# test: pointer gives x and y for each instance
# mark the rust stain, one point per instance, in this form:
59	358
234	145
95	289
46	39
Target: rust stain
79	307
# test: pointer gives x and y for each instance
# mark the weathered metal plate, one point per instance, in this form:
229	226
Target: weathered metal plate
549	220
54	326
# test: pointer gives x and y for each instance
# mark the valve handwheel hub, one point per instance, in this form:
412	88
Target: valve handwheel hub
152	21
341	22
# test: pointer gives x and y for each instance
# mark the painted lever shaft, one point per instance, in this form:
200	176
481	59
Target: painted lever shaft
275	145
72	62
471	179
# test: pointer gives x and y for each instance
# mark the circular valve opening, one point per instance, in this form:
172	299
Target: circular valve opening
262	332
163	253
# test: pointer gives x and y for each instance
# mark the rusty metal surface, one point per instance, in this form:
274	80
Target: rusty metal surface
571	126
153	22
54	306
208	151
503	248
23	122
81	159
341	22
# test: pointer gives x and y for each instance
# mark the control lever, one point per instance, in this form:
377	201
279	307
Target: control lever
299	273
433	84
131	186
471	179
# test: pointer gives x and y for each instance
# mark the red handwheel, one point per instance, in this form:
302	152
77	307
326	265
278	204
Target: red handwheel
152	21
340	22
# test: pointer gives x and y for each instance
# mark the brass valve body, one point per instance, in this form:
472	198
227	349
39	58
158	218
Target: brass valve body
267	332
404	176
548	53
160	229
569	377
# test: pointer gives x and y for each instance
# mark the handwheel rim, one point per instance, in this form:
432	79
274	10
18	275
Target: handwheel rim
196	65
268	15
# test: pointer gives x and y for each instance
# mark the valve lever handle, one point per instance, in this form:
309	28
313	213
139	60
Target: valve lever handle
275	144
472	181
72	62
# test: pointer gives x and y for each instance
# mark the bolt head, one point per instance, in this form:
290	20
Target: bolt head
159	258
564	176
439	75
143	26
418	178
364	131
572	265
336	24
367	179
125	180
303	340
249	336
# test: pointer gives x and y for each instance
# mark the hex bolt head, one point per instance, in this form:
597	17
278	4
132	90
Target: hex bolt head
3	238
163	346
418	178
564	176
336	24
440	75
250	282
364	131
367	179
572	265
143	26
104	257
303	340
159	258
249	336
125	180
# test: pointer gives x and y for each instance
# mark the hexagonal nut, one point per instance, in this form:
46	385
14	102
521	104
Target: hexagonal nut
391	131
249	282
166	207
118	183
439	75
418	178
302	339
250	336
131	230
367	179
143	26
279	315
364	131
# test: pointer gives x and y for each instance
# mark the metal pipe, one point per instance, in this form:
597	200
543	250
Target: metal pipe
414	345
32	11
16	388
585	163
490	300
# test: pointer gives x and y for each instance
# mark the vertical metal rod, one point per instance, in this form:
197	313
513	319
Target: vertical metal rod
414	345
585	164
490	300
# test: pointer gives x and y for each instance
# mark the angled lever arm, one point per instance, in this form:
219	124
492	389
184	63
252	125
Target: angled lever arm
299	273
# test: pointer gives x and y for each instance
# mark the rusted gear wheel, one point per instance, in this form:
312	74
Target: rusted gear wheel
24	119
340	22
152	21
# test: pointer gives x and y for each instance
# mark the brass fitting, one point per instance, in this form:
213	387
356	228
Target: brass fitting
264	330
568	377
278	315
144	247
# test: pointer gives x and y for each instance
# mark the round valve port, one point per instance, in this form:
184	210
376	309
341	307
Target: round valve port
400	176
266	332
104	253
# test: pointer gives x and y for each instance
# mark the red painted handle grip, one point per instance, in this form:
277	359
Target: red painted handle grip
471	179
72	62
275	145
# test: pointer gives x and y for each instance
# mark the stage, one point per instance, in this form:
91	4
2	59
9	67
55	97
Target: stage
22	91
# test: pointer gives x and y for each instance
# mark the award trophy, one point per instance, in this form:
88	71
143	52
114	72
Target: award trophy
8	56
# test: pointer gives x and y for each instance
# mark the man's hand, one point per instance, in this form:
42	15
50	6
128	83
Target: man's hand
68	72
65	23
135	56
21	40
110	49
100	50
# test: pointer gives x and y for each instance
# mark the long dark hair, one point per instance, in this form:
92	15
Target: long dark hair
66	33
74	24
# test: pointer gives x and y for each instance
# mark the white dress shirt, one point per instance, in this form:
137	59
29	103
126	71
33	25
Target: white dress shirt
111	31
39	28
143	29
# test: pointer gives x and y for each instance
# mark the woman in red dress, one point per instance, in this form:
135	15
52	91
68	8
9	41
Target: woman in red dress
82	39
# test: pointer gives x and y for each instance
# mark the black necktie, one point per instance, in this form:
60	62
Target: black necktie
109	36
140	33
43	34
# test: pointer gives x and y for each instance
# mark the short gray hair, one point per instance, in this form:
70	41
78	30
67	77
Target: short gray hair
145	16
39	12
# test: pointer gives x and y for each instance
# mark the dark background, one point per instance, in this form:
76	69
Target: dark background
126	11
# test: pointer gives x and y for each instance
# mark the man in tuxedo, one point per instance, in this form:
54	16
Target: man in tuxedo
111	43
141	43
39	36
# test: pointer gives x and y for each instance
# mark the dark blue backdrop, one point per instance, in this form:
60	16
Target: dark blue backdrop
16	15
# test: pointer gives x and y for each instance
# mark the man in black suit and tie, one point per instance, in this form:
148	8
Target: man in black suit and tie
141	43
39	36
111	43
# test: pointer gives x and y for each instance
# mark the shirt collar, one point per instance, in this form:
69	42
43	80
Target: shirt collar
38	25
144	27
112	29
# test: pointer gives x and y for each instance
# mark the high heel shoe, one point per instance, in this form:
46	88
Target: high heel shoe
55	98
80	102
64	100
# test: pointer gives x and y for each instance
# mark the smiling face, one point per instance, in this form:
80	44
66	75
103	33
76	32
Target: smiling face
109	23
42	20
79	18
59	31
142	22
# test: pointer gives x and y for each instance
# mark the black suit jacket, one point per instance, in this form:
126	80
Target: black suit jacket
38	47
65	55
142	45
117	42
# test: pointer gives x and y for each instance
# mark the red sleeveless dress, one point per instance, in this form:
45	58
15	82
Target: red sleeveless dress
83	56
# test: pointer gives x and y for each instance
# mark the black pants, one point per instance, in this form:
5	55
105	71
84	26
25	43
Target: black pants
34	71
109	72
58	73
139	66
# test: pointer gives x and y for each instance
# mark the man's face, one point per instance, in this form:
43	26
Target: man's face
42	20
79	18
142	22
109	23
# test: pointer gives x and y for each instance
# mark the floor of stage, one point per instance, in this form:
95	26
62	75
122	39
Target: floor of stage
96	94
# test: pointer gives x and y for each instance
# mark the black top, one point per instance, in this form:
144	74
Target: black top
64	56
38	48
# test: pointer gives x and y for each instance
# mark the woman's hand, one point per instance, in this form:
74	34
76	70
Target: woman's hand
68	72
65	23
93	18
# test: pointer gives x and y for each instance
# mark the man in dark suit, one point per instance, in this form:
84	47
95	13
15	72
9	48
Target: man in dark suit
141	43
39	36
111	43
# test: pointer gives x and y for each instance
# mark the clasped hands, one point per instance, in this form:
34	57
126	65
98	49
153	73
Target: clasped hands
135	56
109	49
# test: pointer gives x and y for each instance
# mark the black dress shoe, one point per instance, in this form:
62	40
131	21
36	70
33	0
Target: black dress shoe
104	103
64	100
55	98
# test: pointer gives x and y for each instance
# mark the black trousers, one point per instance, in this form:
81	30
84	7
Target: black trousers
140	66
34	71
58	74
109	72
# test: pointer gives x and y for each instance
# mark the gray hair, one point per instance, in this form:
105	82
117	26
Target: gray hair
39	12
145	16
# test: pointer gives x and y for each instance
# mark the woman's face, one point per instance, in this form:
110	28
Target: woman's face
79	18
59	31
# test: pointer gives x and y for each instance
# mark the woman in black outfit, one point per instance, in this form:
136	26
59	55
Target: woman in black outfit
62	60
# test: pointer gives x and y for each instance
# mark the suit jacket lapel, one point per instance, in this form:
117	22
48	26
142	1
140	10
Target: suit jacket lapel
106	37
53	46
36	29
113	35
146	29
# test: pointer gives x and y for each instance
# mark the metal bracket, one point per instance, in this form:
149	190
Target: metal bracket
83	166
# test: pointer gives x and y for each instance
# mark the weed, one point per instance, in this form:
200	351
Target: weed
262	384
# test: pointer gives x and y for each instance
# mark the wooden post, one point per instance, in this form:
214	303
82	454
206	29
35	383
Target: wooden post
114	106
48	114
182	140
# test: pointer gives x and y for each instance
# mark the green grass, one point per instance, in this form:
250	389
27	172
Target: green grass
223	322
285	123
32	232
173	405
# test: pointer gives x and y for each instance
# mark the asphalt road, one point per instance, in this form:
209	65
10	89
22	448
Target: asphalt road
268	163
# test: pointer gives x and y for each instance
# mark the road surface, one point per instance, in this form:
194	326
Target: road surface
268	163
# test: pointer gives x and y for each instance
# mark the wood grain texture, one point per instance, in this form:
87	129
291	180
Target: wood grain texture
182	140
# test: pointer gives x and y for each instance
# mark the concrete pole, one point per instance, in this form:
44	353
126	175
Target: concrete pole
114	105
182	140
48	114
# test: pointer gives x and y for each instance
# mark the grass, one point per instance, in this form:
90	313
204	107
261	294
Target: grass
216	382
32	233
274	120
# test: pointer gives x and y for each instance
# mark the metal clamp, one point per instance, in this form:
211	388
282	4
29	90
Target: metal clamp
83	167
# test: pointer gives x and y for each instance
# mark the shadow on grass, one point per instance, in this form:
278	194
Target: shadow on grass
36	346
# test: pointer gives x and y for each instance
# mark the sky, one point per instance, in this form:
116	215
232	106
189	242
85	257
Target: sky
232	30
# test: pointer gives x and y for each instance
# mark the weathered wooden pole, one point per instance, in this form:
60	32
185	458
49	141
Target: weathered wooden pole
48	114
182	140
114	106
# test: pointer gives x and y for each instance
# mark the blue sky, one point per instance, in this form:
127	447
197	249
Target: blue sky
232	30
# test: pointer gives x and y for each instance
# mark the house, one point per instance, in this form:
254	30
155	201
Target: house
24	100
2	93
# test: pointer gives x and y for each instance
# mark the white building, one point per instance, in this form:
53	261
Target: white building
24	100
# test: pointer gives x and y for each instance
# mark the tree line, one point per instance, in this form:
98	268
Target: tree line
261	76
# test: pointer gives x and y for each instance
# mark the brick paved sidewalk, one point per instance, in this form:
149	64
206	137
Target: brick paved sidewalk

.....

## Your task
Please go through the items above and pull out every line that contains the string "grain". Copy each of those lines unchanged.

## Complete answer
# mark the wood grain texture, one point per instance, in this form:
Target: wood grain texture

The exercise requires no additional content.